Top of Selected excerpt

Wednesday, December 27, 2017

Birth Certificates of Adoptees in Pennsylvania

In November of 2017, Pennsylvania began providing adopted persons information from their original, sealed birth certificate.

The disappointment was that the document was a limited transcription and not a copy of the original record, in contrast to the title.



In response to criticism about the limitations of this document, Pennsylvania re-issued the birth records on nicer paper.



The problem here is that the law (2016 Act 127) authorizes release of a "summary" of the original birth certificate and not the original birth certificate. Pennsylvania Department of Health labels the document "Noncertified Copy of Original Birth Record," and not something more accurate such as "Selective Extraction of a Birth Record."

The information available is the date and county (not town) of birth, original name of baby, and names and ages of parents. This information could lead adoptees to find their biological families. But the missing information might be needed if the named parent or parents is not enough. More information increases the chances of success.

The person who kindly supplied me with her "original birth certificate" identified her biological mother shortly before receiving the document. That will be explained in an upcoming post. The biological father has not been identified (yet) through DNA testing and unfortunately was not named in this birth record.

In January of 2017 neighboring New Jersey unsealed birth certificates to adoptees. In contrast to Pennsylvania, New Jersey's document for adoptees is a copy of the actual birth certificate and not an extraction.


For the person who kindly supplied this unsealed New Jersey birth certificate, the biological mother was previously identified in the adoption records of the court, which were not sealed because the adoption was before 1940. The father was identified through DNA testing before the release of this certificate. The names of the parents on this certificate, however, do not match the court records and the interpretations of DNA testing.

Bottom of Selected excerpt
Top of Recorded data

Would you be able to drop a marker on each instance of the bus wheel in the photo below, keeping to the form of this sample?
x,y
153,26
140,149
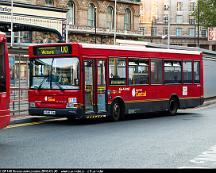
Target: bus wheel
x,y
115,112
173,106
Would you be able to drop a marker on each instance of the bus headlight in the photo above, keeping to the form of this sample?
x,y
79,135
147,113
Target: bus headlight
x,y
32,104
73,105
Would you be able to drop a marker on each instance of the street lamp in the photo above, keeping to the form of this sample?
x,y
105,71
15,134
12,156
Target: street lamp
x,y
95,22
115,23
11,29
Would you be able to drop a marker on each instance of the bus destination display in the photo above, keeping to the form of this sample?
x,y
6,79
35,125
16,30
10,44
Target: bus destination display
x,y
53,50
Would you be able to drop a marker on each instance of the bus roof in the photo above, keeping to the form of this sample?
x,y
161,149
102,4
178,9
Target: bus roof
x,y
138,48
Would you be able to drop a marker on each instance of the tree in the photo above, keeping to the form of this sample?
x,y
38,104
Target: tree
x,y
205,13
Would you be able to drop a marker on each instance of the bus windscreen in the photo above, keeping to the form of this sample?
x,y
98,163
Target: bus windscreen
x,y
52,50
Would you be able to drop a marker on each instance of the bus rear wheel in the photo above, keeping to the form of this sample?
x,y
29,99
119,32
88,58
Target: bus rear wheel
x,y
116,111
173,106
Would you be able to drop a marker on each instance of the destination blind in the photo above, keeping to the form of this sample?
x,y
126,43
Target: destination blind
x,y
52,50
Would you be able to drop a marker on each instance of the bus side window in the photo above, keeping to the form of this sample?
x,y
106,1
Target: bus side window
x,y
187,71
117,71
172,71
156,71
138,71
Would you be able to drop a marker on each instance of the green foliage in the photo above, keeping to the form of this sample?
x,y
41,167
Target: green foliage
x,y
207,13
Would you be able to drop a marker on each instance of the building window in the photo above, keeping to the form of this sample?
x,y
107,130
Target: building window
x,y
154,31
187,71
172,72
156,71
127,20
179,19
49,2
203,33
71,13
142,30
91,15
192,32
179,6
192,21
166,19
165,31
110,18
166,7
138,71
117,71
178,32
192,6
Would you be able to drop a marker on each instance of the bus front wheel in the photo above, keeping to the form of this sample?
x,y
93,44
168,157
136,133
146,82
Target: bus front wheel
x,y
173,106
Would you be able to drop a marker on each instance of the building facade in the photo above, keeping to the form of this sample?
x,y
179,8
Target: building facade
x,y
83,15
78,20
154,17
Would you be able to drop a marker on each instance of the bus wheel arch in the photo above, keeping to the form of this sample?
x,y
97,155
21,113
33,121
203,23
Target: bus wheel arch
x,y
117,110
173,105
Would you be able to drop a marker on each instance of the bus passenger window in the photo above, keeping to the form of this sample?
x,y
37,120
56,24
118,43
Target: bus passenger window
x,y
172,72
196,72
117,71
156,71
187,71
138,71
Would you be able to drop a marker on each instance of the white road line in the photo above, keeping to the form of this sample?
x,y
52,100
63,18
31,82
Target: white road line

Bottom of Recorded data

■ Problem statement ■
Quote the passage of the post on adoptee birth certificates starting at "Wednesday, December 27, 2017" and ending at "to the title.".

■ Problem solution ■
Wednesday, December 27, 2017

Birth Certificates of Adoptees in Pennsylvania

In November of 2017, Pennsylvania began providing adopted persons information from their original, sealed birth certificate.

The disappointment was that the document was a limited transcription and not a copy of the original record, in contrast to the title.